# TASK OBJECTIVE
Without skipping a line, reproduce the entries exactly.

# DATA
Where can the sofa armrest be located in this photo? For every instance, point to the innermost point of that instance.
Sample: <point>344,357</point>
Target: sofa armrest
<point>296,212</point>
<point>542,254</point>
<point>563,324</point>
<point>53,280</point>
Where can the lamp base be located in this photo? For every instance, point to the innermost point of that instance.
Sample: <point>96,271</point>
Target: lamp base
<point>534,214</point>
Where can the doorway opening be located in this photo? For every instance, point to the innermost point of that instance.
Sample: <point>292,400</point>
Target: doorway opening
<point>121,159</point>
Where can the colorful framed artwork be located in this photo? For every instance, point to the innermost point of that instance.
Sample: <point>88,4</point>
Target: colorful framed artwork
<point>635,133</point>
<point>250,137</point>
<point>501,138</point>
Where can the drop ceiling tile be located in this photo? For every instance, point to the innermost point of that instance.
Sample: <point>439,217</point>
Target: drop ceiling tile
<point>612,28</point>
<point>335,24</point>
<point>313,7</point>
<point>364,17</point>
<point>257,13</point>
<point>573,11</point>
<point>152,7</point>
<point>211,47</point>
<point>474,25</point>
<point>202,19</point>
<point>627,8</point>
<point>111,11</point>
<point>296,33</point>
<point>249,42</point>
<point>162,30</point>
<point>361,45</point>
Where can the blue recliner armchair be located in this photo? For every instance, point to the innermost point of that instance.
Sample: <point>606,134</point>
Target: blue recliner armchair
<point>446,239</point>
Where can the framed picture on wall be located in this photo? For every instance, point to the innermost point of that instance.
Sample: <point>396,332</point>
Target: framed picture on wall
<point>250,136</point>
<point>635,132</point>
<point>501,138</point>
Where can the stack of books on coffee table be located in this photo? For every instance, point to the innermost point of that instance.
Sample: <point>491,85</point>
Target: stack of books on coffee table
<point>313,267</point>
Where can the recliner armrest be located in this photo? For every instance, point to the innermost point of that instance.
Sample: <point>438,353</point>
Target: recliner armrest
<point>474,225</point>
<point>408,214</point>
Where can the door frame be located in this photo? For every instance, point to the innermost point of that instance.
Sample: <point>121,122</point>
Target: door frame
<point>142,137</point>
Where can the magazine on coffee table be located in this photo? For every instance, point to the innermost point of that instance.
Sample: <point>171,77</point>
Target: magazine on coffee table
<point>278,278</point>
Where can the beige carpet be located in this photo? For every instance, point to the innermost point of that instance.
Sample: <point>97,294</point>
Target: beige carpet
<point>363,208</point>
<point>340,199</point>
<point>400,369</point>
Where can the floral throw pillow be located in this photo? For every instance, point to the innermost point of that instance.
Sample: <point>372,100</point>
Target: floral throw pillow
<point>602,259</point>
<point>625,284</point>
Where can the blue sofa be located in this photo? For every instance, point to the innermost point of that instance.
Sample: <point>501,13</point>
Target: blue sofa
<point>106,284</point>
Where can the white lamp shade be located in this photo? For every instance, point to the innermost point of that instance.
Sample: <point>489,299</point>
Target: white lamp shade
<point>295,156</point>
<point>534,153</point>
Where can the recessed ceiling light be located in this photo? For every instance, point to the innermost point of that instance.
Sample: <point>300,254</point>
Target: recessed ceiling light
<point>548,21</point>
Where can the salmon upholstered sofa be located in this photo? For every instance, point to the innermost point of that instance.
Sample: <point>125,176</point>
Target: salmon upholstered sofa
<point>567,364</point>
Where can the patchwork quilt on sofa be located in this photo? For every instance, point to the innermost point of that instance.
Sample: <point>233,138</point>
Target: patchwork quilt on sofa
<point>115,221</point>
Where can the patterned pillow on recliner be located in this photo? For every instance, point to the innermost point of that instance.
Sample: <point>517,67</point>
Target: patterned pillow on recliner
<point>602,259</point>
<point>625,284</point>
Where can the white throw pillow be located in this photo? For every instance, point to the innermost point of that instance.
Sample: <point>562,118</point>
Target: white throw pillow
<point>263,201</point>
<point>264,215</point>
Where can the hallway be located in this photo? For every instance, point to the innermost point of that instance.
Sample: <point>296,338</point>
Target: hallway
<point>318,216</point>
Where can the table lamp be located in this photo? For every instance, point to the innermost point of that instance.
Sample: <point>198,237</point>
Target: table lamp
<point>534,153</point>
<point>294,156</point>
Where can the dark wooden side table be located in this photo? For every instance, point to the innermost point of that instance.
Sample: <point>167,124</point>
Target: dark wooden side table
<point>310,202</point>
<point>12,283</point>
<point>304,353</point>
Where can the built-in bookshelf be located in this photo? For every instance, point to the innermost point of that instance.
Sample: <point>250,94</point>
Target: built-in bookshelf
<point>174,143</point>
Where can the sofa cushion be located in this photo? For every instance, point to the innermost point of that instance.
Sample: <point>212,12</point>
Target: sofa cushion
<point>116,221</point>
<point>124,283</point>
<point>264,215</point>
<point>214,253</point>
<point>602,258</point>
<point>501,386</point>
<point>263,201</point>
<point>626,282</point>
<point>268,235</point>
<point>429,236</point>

# ANSWER SECTION
Where can the sofa armrest be located in this photo? For every instance, point to the innermost point of that instance.
Sample: <point>344,357</point>
Target: sofa armrest
<point>296,212</point>
<point>542,254</point>
<point>563,324</point>
<point>53,280</point>
Where can the lamp base be located in this photo? For every instance, point to the innermost point of that instance.
Sample: <point>96,271</point>
Target: lamp base
<point>534,214</point>
Where can the doorway opening be located in this photo? For every instance, point to the innermost point of that instance.
Sample: <point>292,400</point>
Target: doorway opening
<point>121,159</point>
Where can the colorful framed artwork be located in this photo? For every instance, point to the innermost point of that instance.
Sample: <point>88,4</point>
Target: colorful framed artwork
<point>635,133</point>
<point>250,137</point>
<point>501,138</point>
Where can the drop ceiling tile be located in this photo? For every instance, point to the innermost point of that instance.
Sample: <point>439,217</point>
Target: drop ceiling tile
<point>612,28</point>
<point>335,24</point>
<point>313,7</point>
<point>364,17</point>
<point>257,13</point>
<point>573,11</point>
<point>152,7</point>
<point>211,47</point>
<point>474,25</point>
<point>202,19</point>
<point>627,8</point>
<point>111,11</point>
<point>296,33</point>
<point>249,42</point>
<point>162,30</point>
<point>361,45</point>
Where can the blue recliner armchair be located in this photo? For every instance, point to the innermost point of that instance.
Sample: <point>606,134</point>
Target: blue recliner armchair
<point>446,239</point>
Where can the framed picture on wall be located in this photo? For every instance, point to the innermost point of that instance.
Sample: <point>396,332</point>
Target: framed picture on wall
<point>250,136</point>
<point>635,132</point>
<point>501,138</point>
Where can the stack of books on coffee table be located in this photo? For every instance, point to the innermost point of that instance.
Sample: <point>491,85</point>
Target: stack of books on coffee table
<point>313,267</point>
Where can the recliner armrest be located in this photo? For every instance, point to the innermost point of that instance.
Sample: <point>438,353</point>
Target: recliner armrest
<point>474,225</point>
<point>408,214</point>
Where can the door frame be located in this photo? For every instance, point to the innermost point of that instance.
Sample: <point>121,122</point>
Target: door frame
<point>142,137</point>
Where can the magazine on coffee table be located in this photo? For every instance, point to the innermost point of that instance.
Sample: <point>171,77</point>
Target: magazine on coffee table
<point>278,278</point>
Where can the beige carpet be located in this photo? For every instance, point to the innermost point of that instance.
Sample: <point>97,294</point>
Target: beige carpet
<point>363,208</point>
<point>340,199</point>
<point>400,369</point>
Where can the floral throw pillow be located in this photo? For every instance, point to the innermost point of that instance.
Sample: <point>372,100</point>
Target: floral throw pillow
<point>602,259</point>
<point>625,284</point>
Where can the blue sofa be located in this photo? For every instance, point to the innermost point of that instance.
Sample: <point>501,13</point>
Target: blue sofa
<point>106,284</point>
Where can the white lamp shade be located in this photo? For every instance, point to the innermost point of that instance.
Sample: <point>489,299</point>
Target: white lamp shade
<point>295,156</point>
<point>534,153</point>
Where can the recessed ceiling light be located in this photo? For every instance, point to the innermost point of that instance.
Sample: <point>300,254</point>
Target: recessed ceiling light
<point>548,21</point>
Where can the salmon upholstered sofa be located in this photo? For every instance, point to the innermost point of that instance.
Sample: <point>125,176</point>
Target: salmon upholstered sofa
<point>567,364</point>
Where can the patchwork quilt on sofa be located in this photo? For every instance, point to the innermost point of that instance.
Sample: <point>233,138</point>
Target: patchwork quilt on sofa
<point>115,221</point>
Where can the patterned pillow on recliner be located in this photo? For every instance, point to the innermost point of that instance.
Sample: <point>517,67</point>
Target: patterned pillow on recliner
<point>602,259</point>
<point>625,284</point>
Where can the white throw pillow be located in this photo? For every instance, point to the innermost point of that instance.
Sample: <point>562,118</point>
Target: white throw pillow
<point>263,201</point>
<point>264,215</point>
Where can the hallway be located in this photo? For every instance, point to the innermost point of that instance.
Sample: <point>296,338</point>
Target: hallway
<point>318,216</point>
Where can the table lamp be located in this photo? For every instance, point to the innermost point of that instance.
Sample: <point>198,237</point>
Target: table lamp
<point>534,153</point>
<point>294,156</point>
Where can the dark wooden side table be located in this photo? For every instance, point to the innermost point of that instance.
Sample: <point>167,124</point>
Target: dark wooden side table
<point>310,202</point>
<point>12,283</point>
<point>304,353</point>
Where can the built-in bookshelf be located in this photo? For every instance, point to the innermost point of that instance.
Sample: <point>250,94</point>
Target: built-in bookshelf
<point>174,143</point>
Where can the sofa cushion be located in this photo? For every instance, point to the innermost point of that instance.
Sample: <point>212,12</point>
Target: sofa cushion
<point>116,221</point>
<point>124,283</point>
<point>264,215</point>
<point>214,253</point>
<point>602,258</point>
<point>501,386</point>
<point>263,201</point>
<point>626,282</point>
<point>268,235</point>
<point>429,236</point>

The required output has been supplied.